== Do this ==
Pull out each line of the items below that contains the word "instance", matching case exactly, and copy those lines in their original order.

== Entries supplied ==
···

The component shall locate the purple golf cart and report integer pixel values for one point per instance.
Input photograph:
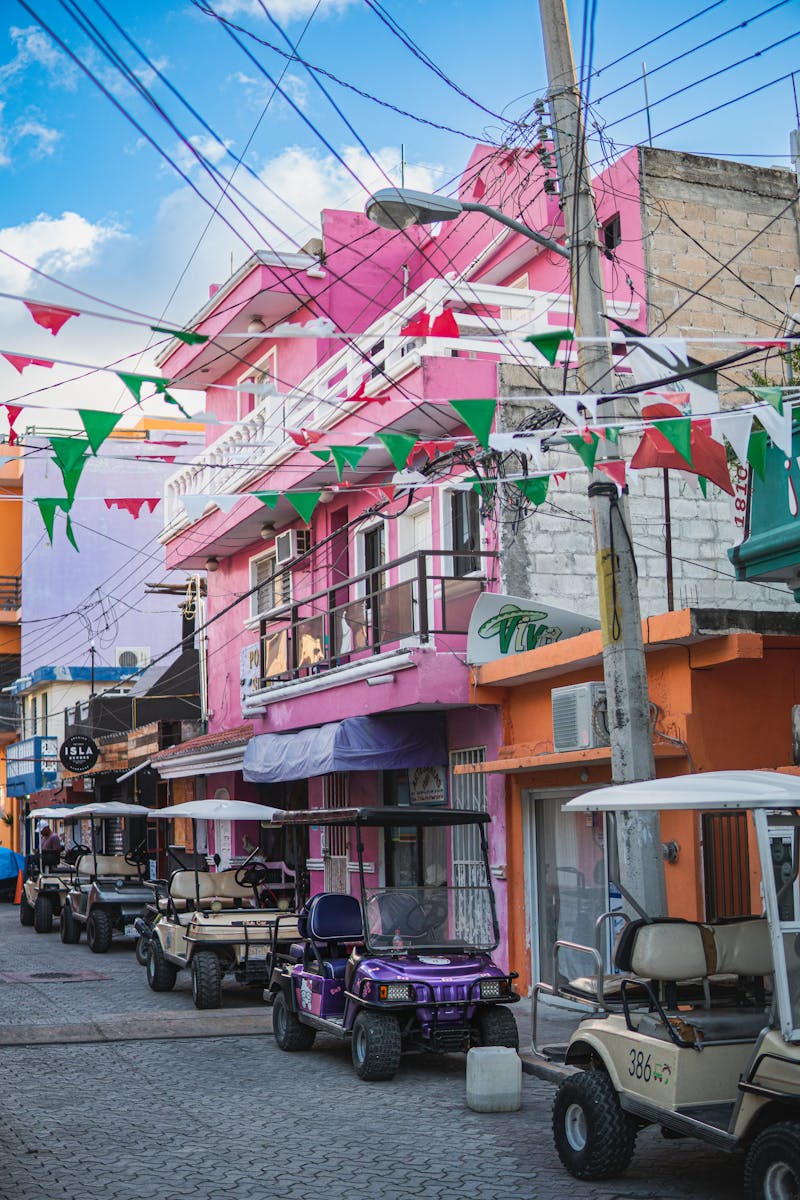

···

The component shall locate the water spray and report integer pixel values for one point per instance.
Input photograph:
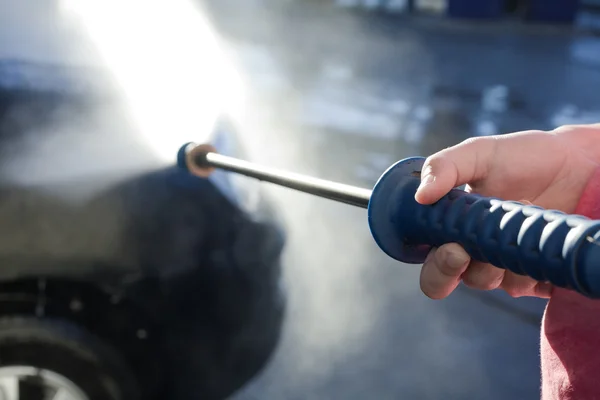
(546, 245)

···

== Task answer ==
The component shall locate the purple golf cart and report integer pixel values for one point per instance.
The component shall locate the water spray and report integer pixel values for one point per instance.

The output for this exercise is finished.